[Begin Exercise input]

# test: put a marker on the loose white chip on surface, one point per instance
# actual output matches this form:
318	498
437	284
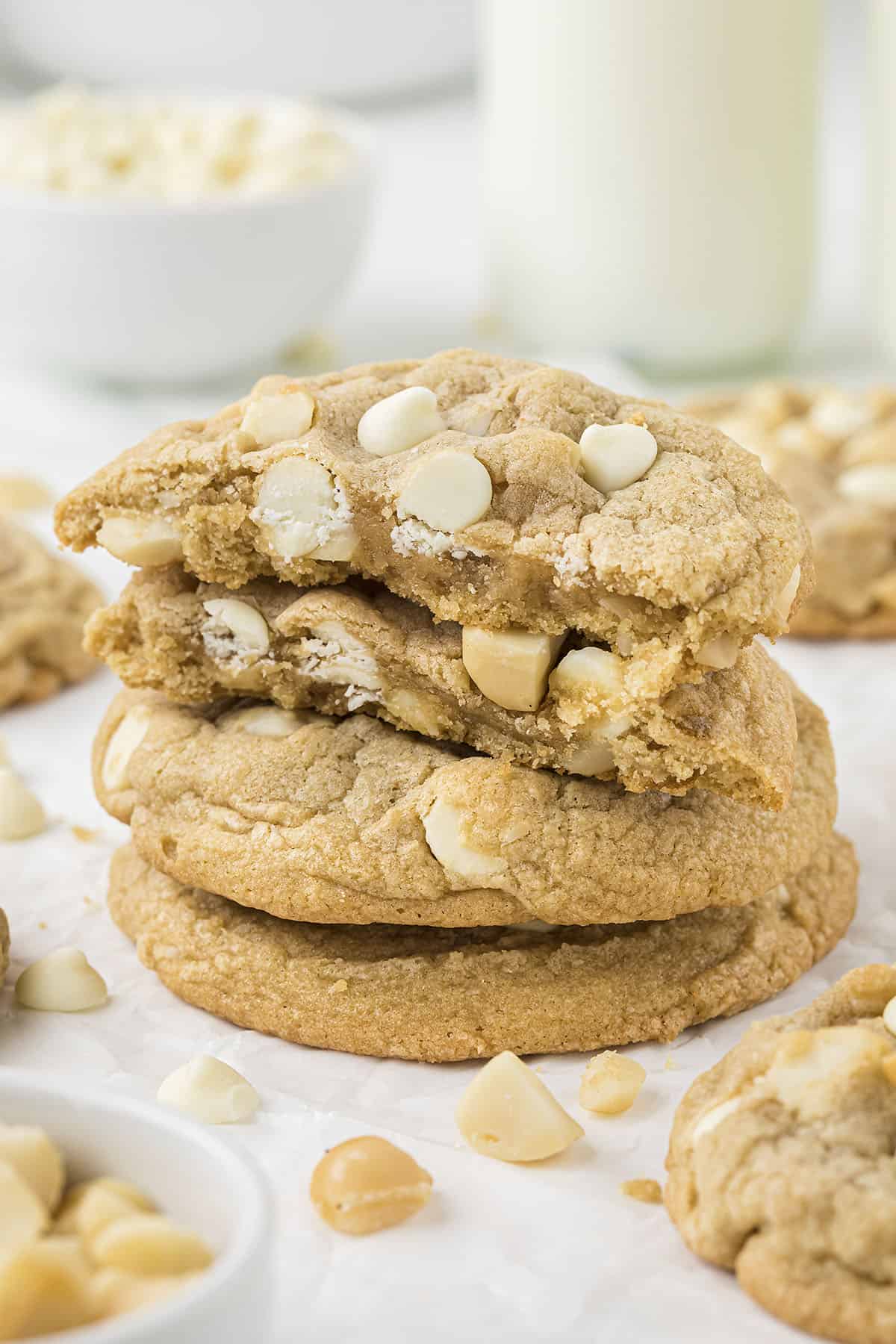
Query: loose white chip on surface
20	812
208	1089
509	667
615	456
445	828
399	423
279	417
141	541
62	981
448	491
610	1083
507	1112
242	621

[End Exercise input]
[Begin Exercise input]

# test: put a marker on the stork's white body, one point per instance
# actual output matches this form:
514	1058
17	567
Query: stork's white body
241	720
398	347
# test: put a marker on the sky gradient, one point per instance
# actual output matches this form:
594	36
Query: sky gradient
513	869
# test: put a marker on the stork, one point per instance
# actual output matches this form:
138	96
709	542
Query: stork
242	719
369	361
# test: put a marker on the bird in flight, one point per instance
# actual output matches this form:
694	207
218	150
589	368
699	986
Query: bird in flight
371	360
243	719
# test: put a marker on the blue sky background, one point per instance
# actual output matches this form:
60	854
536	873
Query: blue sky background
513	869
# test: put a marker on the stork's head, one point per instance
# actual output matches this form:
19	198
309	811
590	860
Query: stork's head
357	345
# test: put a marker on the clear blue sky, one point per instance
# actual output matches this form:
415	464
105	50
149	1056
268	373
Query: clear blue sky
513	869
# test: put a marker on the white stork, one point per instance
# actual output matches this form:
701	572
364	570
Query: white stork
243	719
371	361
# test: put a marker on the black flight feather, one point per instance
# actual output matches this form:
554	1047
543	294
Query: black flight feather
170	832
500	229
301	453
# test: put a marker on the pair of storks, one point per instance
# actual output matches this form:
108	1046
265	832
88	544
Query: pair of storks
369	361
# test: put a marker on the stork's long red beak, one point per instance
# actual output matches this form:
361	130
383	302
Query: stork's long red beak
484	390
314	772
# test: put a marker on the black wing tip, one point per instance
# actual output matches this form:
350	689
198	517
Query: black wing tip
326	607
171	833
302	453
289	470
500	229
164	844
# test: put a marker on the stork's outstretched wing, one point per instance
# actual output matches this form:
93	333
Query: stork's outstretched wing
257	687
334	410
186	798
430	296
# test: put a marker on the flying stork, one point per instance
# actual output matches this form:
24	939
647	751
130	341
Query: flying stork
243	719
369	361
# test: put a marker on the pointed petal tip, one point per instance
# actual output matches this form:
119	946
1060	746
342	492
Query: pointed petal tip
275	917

[End Exercise input]

◆ **Aim of the task**
Collect each line of the rows above that contains the word "pair". Case counts.

◆ **The solution**
# test: put a marker on the pair of storks, one point per instance
Query: pair of storks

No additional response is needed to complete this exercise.